Problem requirements
Write out all the entries word for word and omit any pictures.

• • • • • • •

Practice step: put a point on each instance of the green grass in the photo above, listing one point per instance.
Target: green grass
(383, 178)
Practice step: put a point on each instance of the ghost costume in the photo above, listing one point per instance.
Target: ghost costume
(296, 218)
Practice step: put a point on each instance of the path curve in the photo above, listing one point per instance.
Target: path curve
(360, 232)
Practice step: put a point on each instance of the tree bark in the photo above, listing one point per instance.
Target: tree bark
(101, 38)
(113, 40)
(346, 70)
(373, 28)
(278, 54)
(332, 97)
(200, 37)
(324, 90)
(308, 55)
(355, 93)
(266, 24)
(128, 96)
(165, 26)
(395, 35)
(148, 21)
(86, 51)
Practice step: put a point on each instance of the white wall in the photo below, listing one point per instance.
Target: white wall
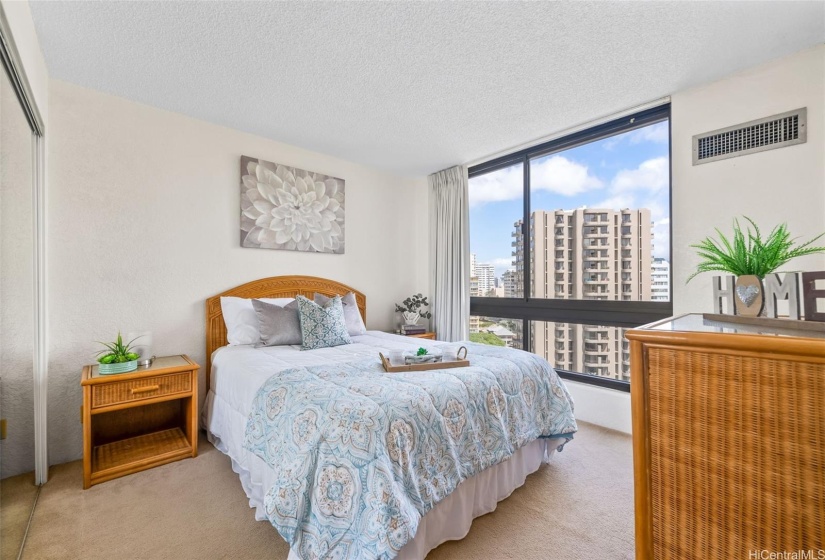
(144, 226)
(772, 187)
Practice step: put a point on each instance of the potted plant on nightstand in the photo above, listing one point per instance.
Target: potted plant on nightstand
(117, 357)
(410, 308)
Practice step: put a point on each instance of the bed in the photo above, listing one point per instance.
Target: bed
(330, 448)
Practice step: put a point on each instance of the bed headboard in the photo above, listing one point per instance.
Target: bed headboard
(275, 287)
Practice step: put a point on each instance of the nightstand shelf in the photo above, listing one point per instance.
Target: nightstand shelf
(138, 420)
(127, 454)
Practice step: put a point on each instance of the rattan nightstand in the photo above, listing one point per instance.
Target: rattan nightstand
(430, 336)
(138, 420)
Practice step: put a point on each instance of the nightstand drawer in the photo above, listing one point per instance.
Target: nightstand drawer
(107, 394)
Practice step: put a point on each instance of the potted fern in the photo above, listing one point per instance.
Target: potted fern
(117, 357)
(411, 309)
(750, 258)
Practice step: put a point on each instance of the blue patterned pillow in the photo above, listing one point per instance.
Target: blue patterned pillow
(322, 326)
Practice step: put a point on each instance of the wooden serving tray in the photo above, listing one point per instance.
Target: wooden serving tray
(389, 368)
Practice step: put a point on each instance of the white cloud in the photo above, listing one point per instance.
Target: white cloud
(652, 175)
(555, 174)
(562, 176)
(657, 133)
(645, 187)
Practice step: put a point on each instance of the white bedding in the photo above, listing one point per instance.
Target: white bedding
(239, 371)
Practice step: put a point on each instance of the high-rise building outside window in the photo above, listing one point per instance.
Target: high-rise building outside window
(570, 245)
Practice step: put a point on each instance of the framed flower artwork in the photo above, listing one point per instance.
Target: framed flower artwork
(287, 208)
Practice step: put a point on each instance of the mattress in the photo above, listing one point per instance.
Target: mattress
(240, 371)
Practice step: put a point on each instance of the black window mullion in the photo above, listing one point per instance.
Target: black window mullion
(525, 230)
(609, 313)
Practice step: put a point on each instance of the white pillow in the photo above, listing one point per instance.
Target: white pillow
(241, 321)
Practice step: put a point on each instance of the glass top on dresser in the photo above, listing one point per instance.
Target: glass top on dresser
(695, 322)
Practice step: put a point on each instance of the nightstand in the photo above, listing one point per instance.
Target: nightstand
(138, 420)
(430, 336)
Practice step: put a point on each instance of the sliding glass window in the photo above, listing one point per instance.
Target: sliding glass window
(570, 245)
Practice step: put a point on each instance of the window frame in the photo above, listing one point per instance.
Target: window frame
(611, 313)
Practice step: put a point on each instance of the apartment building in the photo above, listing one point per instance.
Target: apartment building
(486, 274)
(586, 254)
(660, 280)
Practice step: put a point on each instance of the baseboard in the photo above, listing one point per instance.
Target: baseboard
(608, 408)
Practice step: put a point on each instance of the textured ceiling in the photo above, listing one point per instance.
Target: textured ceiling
(411, 87)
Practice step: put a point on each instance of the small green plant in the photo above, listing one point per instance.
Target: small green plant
(748, 253)
(413, 304)
(117, 352)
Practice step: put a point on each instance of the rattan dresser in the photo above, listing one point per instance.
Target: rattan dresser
(728, 440)
(138, 420)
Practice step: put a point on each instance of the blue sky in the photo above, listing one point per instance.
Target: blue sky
(629, 170)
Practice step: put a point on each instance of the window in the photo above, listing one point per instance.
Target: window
(602, 196)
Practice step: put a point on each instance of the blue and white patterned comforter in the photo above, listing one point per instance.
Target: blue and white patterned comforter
(361, 455)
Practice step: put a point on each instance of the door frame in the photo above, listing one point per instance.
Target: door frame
(13, 66)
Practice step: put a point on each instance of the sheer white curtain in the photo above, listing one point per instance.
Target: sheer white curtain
(450, 253)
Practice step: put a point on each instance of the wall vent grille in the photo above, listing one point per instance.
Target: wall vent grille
(777, 131)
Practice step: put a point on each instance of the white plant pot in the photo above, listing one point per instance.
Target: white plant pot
(411, 318)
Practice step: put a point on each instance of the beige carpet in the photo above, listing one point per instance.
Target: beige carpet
(17, 495)
(579, 506)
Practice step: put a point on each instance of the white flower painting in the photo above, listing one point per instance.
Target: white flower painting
(287, 208)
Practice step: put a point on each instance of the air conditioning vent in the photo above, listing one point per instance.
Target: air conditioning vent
(769, 133)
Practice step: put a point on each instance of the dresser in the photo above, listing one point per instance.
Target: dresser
(138, 420)
(728, 440)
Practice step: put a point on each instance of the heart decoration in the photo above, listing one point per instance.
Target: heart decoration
(747, 294)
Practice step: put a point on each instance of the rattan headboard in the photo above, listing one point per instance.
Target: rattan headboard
(275, 287)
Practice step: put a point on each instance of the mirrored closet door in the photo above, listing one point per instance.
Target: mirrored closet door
(22, 351)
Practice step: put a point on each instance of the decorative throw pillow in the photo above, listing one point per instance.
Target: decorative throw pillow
(355, 324)
(278, 325)
(241, 321)
(322, 326)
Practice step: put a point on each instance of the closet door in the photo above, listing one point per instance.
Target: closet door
(17, 319)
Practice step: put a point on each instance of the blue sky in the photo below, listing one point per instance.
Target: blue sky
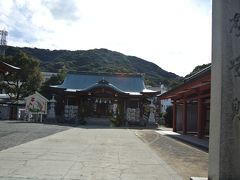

• • • • • • •

Written solution
Practice step: put a point on each instance of the green grass in the photo above, listing one point per instance.
Target: green grass
(383, 178)
Practice step: put a point on each instance of the ghost costume in the photo above, listing one point per instance.
Target: ghost costume
(296, 218)
Practice step: put a point on each instance of the path curve in the photo above, listing one point per instance.
Target: path curve
(360, 232)
Practice step: put a point on each instance of the tree bark in the photo above, listing one point per instance.
Target: tree bark
(101, 38)
(113, 40)
(346, 70)
(373, 28)
(278, 54)
(332, 97)
(200, 37)
(324, 90)
(308, 55)
(355, 93)
(266, 24)
(128, 96)
(165, 26)
(395, 35)
(148, 21)
(86, 51)
Practice step: put a point on each instance of the white wall in the photo below, listing one point per instance.
Target: white wall
(144, 226)
(772, 187)
Practice step: put a point on each instance of the potted plant on nightstand in the photo above, listing one point per instance.
Target: potted plant on nightstand
(117, 357)
(410, 308)
Practice step: put a point on each instance of the bed in the photo above, listing one point per instance.
Target: bed
(330, 448)
Practice step: put a point on each instance of the bed headboard in the photo above, listing one point per instance.
Target: bed headboard
(275, 287)
Practice step: put a point on each instance of the nightstand shelf in the photo above, listing one point per instance.
Target: nightstand shelf
(138, 420)
(127, 454)
Practice step: put a point on each instance of the rattan nightstand in the photo above, listing one point per instance.
Target: rattan nightstand
(430, 336)
(138, 420)
Practice step: put a point on each instance of the nightstand drawer in the photo above, listing one point per instance.
Target: nightstand drawer
(107, 394)
Practice step: put a point on each instance of the potted fern in the photo above, listing one point per instance.
Target: potted fern
(117, 357)
(411, 309)
(750, 258)
Practice step: put a point on each instance of the blue patterned pillow in the photo above, listing one point per instance.
Target: blue patterned pillow
(322, 326)
Practice step: put a point on each instance of the wooden serving tray in the photo above, listing one point per instance.
Target: wooden serving tray
(389, 368)
Practice step: put a point on each instance of the white cloud in the photo above, listing one point per instance.
Target: white cloud
(652, 175)
(555, 174)
(562, 176)
(657, 133)
(645, 187)
Practice step: put a point on each instance of the white bedding in the photo above, listing one point per instance.
Target: white bedding
(239, 371)
Practice step: put a point on each instance of the high-rise building outside window in the photo above, listing one point per instance.
Target: high-rise building outside window
(570, 245)
Practice step: put a point on each instance of the framed flower artwork in the photo above, listing one point per instance.
Target: framed flower artwork
(287, 208)
Practice step: put a point on each instance of the mattress in the photo above, listing one point per instance.
Target: mattress
(240, 371)
Practice step: put a point on each instance of the black window mullion in the photo above, listing one point per instance.
Target: black window mullion
(525, 230)
(609, 313)
Practice step: put a point on each instance of the white pillow in the photo above, listing one point per instance.
Target: white pillow
(241, 321)
Practice step: put a point on each instance of the glass top on dresser in the photo above, listing one point per instance.
Target: glass top on dresser
(695, 322)
Practice step: put a point on each instance of the nightstand in the photo above, listing one point per instance.
Target: nightstand
(138, 420)
(430, 336)
Practice step: put a point on each instance of the sliding glass window in the photo above, listing one point per instance.
Target: sliding glass window
(570, 245)
Practice step: put a point on each instance of the window frame in the photo above, listing one point per instance.
Target: window frame
(611, 313)
Practice step: put a point on each instance of the apartment building in the photo above, listing one point per instance.
Target: apartment building
(486, 274)
(586, 254)
(660, 280)
Practice step: put a point on each instance of the baseboard in the photo above, listing one point per instance.
Target: baseboard
(608, 408)
Practice step: put a point on each instance of the textured ceiling in the photo above, listing one point per instance.
Target: textured ceiling
(411, 87)
Practice step: put a point on each instance of the small green plant in the photo above, listing one point per instance.
Target: small green plant
(748, 253)
(413, 304)
(117, 352)
Practice step: put a point on each instance of the rattan dresser in the photo above, listing one point per instance.
Target: rattan dresser
(728, 440)
(138, 420)
Practice step: put a point on each instance of the blue sky in the photo above, listing one point per instance.
Target: blue sky
(629, 170)
Practice step: put a point on each instance of the window in the photo above, listing one point per instance.
Target: window
(602, 196)
Practice step: put a point on each instance of the blue and white patterned comforter in the photo above, listing one point per instance.
Target: blue and white patterned comforter
(361, 455)
Practice step: put a point on each instance of the door frame in the photo above, listing one point per instance.
Target: door frame
(13, 66)
Practice step: put a point on each instance of the sheer white curtain in the photo above, listing one point per instance.
Target: sheer white curtain
(450, 253)
Practice step: put a point on each instance of the wall vent grille in the photo above, listing one point per instance.
Target: wall vent grille
(777, 131)
Practice step: put a point on each instance of the white plant pot in the photo above, listing one point per instance.
Target: white plant pot
(411, 318)
Practice step: put a point on each instance of the beige carpet in the photo above, listing one point per instance.
Target: beige carpet
(17, 495)
(579, 506)
Practice step: put a point on each instance of the white flower painting in the photo above, listing one point per instance.
Target: white flower painting
(287, 208)
Practice step: put a point on each instance of the air conditioning vent in the photo above, listing one point per instance.
Target: air conditioning vent
(769, 133)
Practice step: put a point on each instance of the dresser in the photo above, listing one point per instance.
Target: dresser
(138, 420)
(728, 440)
Practice step: put a point on each instance of the heart decoration in the photo above, listing one point per instance.
Target: heart decoration
(747, 294)
Practice step: put a point on each instance of the rattan headboard in the photo above, listing one point per instance.
Target: rattan headboard
(275, 287)
Practice step: put a point on each instance of the mirrored closet door in the photo above, listing one point per instance.
Target: mirrored closet door
(22, 351)
Practice step: put a point on each instance of the decorative throw pillow in the photo above, listing one point per instance.
Target: decorative throw pillow
(355, 324)
(278, 325)
(241, 321)
(322, 326)
Practice step: put a point on each instance of the closet door in the photo above, listing one point per instance.
Target: closet door
(17, 319)
Practice step: put a point on each instance of the blue sky in the photo below, listing one point per instance.
Target: blue sky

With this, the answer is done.